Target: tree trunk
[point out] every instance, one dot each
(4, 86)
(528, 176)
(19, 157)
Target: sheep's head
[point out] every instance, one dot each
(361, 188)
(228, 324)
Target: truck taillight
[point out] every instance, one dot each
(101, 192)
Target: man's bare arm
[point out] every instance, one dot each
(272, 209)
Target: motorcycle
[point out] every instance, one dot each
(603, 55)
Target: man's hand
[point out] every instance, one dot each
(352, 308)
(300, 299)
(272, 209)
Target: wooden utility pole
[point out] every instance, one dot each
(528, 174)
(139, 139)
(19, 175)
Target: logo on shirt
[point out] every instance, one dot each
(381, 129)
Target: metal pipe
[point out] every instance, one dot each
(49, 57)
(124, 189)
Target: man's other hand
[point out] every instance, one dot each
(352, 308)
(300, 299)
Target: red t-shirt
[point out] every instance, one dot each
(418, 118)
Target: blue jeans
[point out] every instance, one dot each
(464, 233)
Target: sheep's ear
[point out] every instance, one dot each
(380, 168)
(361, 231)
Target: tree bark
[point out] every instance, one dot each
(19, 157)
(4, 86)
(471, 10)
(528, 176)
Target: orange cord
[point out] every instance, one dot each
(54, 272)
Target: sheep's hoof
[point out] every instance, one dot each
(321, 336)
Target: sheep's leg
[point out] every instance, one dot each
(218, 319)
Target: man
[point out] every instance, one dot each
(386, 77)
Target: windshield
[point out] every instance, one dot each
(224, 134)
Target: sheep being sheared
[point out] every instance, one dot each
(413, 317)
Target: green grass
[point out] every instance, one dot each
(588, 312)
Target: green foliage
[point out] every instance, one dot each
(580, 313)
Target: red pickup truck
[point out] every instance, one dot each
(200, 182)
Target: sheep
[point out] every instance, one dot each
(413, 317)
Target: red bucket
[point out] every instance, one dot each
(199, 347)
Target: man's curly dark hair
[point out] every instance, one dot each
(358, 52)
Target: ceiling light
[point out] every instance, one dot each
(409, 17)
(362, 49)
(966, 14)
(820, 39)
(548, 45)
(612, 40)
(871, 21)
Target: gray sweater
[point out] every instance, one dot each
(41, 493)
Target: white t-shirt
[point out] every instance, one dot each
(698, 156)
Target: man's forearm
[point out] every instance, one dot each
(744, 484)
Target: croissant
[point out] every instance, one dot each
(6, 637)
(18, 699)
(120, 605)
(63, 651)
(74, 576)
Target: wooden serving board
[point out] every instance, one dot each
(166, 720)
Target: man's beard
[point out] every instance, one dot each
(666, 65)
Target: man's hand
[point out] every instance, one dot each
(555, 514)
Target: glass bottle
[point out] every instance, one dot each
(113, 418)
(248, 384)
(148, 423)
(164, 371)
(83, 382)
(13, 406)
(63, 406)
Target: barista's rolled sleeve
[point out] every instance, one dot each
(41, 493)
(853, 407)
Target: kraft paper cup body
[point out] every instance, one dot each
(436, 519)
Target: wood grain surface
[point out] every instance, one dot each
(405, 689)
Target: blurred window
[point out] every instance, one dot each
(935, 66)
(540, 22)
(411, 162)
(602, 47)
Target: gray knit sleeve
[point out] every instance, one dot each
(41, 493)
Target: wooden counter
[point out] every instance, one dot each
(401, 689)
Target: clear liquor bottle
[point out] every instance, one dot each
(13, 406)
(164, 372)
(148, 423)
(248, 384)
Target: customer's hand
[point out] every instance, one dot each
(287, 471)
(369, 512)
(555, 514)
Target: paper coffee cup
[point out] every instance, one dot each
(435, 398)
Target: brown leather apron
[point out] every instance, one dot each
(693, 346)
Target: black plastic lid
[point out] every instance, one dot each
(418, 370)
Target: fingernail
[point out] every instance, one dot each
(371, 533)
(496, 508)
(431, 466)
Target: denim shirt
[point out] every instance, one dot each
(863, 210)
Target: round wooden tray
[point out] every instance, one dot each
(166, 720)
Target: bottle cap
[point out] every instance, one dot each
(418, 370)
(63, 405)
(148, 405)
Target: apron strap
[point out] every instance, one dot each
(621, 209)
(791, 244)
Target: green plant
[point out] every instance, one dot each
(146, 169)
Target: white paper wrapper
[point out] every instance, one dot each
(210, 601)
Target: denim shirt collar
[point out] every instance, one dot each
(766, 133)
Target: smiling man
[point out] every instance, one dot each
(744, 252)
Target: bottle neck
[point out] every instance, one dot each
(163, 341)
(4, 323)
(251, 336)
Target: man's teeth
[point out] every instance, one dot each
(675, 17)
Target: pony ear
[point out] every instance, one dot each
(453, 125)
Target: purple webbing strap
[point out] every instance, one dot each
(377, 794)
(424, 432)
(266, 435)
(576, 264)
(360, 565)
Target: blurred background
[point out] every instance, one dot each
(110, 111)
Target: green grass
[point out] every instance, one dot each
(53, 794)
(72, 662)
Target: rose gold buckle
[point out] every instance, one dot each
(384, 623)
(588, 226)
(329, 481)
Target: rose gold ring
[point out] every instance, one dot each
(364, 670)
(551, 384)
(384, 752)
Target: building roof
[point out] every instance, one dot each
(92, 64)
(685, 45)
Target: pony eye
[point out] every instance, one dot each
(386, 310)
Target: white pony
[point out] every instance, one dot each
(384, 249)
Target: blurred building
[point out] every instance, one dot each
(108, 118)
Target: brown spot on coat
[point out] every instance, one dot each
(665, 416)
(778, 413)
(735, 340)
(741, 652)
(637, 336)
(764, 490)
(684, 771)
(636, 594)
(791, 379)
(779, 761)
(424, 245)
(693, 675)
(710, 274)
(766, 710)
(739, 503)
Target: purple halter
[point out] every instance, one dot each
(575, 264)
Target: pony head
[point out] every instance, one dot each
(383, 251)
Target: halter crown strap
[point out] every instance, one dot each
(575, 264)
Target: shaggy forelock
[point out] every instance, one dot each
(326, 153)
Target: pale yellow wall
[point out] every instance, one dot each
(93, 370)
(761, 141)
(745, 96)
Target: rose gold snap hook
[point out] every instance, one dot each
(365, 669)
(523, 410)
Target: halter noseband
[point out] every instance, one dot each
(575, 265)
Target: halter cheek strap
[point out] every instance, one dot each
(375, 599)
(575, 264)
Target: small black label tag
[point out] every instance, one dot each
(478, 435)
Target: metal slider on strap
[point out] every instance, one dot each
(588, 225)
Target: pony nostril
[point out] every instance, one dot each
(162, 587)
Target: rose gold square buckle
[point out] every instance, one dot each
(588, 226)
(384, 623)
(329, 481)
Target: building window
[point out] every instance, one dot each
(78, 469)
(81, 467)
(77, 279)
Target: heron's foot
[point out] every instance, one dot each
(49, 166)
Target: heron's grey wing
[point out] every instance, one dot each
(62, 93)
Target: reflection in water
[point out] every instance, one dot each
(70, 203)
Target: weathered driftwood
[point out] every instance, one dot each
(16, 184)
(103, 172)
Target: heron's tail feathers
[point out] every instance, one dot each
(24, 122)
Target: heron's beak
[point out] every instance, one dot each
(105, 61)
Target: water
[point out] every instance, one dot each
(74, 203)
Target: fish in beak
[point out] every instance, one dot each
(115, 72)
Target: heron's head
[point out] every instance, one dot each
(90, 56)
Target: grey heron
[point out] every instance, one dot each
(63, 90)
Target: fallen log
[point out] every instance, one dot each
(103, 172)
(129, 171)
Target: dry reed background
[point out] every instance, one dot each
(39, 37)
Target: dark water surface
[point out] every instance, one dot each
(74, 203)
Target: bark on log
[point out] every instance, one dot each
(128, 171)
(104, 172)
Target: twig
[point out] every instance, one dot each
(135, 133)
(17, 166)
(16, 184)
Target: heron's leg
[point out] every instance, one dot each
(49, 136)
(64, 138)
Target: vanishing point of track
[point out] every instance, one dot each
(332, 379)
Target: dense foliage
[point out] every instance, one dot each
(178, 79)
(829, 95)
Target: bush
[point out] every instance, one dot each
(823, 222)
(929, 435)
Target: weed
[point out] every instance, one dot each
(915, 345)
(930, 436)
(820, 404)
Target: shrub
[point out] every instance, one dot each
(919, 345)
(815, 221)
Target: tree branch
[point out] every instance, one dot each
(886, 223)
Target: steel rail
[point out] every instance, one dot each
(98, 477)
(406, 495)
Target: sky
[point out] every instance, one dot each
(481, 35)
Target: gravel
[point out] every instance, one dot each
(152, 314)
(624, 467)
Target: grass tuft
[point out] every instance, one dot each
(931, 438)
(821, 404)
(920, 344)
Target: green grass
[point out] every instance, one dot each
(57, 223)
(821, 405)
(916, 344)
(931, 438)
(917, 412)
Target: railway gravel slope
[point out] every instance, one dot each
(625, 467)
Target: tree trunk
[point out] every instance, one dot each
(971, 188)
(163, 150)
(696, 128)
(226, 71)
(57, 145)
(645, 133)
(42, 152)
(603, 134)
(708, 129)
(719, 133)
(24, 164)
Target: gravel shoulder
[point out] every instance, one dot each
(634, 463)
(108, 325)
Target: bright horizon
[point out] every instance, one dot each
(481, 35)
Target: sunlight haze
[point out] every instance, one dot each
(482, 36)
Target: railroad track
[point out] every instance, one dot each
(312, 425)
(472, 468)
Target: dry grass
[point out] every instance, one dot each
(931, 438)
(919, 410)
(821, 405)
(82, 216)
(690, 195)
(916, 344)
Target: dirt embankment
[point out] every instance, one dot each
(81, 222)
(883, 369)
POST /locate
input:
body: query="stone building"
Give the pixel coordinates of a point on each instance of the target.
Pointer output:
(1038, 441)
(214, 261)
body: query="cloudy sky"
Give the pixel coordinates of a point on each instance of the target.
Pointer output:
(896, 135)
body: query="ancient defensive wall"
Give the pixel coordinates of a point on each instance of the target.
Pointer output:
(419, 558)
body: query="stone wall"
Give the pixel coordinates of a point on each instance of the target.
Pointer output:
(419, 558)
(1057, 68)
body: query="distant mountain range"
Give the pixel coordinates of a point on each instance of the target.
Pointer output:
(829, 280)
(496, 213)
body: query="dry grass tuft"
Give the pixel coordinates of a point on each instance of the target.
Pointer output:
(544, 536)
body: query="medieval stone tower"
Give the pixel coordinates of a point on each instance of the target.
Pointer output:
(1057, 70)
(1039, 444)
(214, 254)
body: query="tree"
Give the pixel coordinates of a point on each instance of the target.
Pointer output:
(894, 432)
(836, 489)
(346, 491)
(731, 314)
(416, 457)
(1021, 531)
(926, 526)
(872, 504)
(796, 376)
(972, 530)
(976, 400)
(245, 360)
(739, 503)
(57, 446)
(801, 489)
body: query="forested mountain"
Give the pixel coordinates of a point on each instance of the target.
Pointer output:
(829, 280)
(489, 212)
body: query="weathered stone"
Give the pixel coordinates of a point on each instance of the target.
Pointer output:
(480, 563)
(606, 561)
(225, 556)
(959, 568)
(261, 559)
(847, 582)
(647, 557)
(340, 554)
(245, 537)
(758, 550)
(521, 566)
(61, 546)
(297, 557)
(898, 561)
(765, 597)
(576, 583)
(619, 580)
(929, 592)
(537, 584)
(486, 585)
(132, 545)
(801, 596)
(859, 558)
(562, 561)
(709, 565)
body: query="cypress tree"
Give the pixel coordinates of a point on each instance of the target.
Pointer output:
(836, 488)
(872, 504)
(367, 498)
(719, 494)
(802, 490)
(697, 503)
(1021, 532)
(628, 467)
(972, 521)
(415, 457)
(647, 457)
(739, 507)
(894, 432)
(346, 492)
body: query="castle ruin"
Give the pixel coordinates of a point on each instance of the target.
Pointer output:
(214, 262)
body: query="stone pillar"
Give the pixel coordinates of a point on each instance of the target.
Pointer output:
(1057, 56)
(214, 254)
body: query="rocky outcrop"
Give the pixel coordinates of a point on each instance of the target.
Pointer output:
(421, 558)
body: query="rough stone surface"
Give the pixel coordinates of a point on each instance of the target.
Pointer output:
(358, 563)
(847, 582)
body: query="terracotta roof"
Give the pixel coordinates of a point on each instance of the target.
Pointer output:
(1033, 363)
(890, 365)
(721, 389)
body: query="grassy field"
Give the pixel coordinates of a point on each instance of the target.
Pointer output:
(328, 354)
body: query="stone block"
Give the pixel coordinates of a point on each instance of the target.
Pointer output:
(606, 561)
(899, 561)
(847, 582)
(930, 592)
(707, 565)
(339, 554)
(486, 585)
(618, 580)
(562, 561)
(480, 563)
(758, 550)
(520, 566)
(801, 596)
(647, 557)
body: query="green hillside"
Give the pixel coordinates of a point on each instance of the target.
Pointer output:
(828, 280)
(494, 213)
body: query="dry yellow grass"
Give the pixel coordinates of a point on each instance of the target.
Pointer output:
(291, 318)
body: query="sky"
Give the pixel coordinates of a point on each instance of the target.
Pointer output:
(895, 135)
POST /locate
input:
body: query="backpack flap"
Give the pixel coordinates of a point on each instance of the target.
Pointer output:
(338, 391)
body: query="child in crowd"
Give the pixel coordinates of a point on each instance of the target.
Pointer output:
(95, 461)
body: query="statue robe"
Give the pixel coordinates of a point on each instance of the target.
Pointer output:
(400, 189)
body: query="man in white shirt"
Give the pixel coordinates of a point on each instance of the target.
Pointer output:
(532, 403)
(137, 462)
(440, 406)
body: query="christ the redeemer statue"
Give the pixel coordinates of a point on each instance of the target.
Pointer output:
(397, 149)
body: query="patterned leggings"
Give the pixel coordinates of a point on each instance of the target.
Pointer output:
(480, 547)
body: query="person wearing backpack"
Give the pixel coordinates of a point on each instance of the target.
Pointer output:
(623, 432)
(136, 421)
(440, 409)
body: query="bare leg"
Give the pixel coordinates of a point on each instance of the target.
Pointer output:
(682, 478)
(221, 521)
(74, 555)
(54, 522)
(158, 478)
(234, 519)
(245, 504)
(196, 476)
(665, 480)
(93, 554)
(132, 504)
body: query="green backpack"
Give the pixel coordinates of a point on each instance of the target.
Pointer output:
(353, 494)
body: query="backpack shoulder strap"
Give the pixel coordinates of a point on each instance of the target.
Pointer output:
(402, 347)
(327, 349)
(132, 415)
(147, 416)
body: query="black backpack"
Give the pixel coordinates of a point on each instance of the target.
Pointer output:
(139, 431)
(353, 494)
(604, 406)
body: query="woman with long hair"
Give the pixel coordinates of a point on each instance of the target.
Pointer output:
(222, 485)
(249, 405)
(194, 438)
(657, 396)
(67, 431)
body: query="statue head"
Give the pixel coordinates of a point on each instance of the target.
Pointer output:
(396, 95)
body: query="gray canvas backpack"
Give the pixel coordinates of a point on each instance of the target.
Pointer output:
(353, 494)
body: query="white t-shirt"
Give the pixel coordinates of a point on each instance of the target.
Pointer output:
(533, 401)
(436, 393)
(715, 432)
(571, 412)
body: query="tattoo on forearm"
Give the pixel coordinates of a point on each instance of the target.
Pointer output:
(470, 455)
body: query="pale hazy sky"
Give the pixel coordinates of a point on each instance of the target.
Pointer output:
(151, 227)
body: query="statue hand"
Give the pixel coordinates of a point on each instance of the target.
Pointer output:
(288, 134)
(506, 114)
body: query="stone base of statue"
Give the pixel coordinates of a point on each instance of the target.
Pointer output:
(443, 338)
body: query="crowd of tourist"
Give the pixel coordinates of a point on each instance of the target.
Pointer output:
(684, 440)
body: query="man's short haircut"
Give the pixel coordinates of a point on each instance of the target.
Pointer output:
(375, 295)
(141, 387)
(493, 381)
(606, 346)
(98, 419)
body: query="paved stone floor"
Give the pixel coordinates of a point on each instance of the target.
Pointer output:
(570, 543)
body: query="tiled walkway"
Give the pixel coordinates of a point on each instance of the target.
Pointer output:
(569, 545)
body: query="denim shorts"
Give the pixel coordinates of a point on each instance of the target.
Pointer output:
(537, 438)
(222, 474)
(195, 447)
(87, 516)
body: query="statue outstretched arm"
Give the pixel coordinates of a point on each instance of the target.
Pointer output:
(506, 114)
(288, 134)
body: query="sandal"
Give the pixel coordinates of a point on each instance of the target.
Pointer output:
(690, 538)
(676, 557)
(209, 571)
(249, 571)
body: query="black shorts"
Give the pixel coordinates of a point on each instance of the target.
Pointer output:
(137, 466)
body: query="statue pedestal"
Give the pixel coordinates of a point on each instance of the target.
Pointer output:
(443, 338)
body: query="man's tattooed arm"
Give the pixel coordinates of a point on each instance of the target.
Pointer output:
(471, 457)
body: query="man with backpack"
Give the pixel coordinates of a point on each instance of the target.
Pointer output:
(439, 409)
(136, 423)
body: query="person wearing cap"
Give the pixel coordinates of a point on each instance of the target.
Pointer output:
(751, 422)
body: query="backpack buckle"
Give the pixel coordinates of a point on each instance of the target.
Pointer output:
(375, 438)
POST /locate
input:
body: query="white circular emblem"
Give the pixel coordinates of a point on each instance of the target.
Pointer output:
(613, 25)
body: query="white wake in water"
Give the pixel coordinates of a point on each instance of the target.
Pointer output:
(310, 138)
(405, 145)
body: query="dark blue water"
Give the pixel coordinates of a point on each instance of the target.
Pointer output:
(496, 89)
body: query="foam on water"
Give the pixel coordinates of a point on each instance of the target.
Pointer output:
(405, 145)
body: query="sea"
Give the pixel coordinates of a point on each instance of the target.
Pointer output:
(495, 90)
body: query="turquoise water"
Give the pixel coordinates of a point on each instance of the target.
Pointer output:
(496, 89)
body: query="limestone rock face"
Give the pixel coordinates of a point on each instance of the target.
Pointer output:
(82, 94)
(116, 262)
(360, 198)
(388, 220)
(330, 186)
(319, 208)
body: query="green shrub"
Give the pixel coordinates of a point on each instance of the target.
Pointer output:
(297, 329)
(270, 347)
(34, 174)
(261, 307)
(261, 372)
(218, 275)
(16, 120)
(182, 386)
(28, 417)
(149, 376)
-----
## GIVEN EXERCISE:
Gather every line above that contains the string "wall", treating uppercase and lowercase as different.

## EXERCISE SOLUTION:
Target: pale yellow wall
body: query="ancient defensive wall"
body: query="stone wall"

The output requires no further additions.